* Start *

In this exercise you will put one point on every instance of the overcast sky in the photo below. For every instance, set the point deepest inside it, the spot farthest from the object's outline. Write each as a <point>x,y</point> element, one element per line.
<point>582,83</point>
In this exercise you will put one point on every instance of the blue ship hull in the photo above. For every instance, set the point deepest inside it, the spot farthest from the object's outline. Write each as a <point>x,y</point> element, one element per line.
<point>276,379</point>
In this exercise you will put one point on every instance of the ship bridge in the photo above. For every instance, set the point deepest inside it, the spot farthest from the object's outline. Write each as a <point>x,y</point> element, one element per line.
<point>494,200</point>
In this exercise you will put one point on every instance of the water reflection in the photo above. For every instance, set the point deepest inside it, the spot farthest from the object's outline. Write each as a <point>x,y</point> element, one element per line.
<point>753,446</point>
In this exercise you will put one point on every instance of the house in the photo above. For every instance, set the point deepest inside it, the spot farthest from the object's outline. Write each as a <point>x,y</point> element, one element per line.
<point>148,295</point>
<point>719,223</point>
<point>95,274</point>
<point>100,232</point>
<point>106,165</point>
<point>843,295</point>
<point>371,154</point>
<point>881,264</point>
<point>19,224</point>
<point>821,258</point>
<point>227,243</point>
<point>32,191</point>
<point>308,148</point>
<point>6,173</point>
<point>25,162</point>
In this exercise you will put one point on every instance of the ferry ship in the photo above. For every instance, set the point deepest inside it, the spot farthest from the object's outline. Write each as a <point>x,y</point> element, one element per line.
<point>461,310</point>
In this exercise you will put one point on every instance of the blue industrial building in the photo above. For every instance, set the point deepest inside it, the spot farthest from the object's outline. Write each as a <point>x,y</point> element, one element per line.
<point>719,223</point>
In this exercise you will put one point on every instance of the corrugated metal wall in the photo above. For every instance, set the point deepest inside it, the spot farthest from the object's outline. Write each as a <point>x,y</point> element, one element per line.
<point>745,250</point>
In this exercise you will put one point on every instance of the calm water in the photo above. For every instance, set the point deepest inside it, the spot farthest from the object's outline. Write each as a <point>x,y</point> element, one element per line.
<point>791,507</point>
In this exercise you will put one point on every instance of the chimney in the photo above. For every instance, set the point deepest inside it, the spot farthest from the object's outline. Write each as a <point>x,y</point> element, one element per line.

* End *

DIRECTIONS FOR THIS TASK: Can you reproduce the records from the line with "of the house" up to and including the last line of the records, keeping every line, requests included? Increase each coordinate in the answers by 108.

TASK ANSWER:
In this exercise you will put one point on every instance of the house in the photo above. For every instance, set the point deepest inside it, the spot farthest from the object's outline. Write each as a <point>x,y</point> element, one element per line.
<point>256,403</point>
<point>827,331</point>
<point>203,382</point>
<point>208,340</point>
<point>214,273</point>
<point>951,403</point>
<point>479,262</point>
<point>989,372</point>
<point>127,332</point>
<point>929,366</point>
<point>335,351</point>
<point>140,299</point>
<point>416,256</point>
<point>114,281</point>
<point>133,270</point>
In this exercise you will put one point on every instance of the ferry ship in the photo above. For every instance, set the point deepest inside it, the spot farthest from the object's outline. Write each as a <point>x,y</point> element, one element per line.
<point>569,418</point>
In this exercise you will put one point on every instance of the blue industrial building in the photo above. For every instance, set the point deepest inside it, the spot farthest from the object's outline. Write each as a <point>x,y</point> element, one element per line.
<point>827,331</point>
In this exercise you will put one point on every instance of the corrugated metal wall in the photo above. For every instance, set the point deepest inside it, the spot farthest from the object's outline. Write each as a <point>x,y</point> element, one element per line.
<point>853,358</point>
In this exercise you will put one point on every instance of the calm water in the photo above. For every instance, set the point deepest inside it, the spot farthest from the object's outline. Write each as a <point>x,y</point> element, one element per line.
<point>899,615</point>
In this exercise you will put one point on every instance of the chimney in the photo above. For every instance, set the point deepest inside it, the spot farthest from the object's outline. Write each as a <point>x,y</point> element, one element per line.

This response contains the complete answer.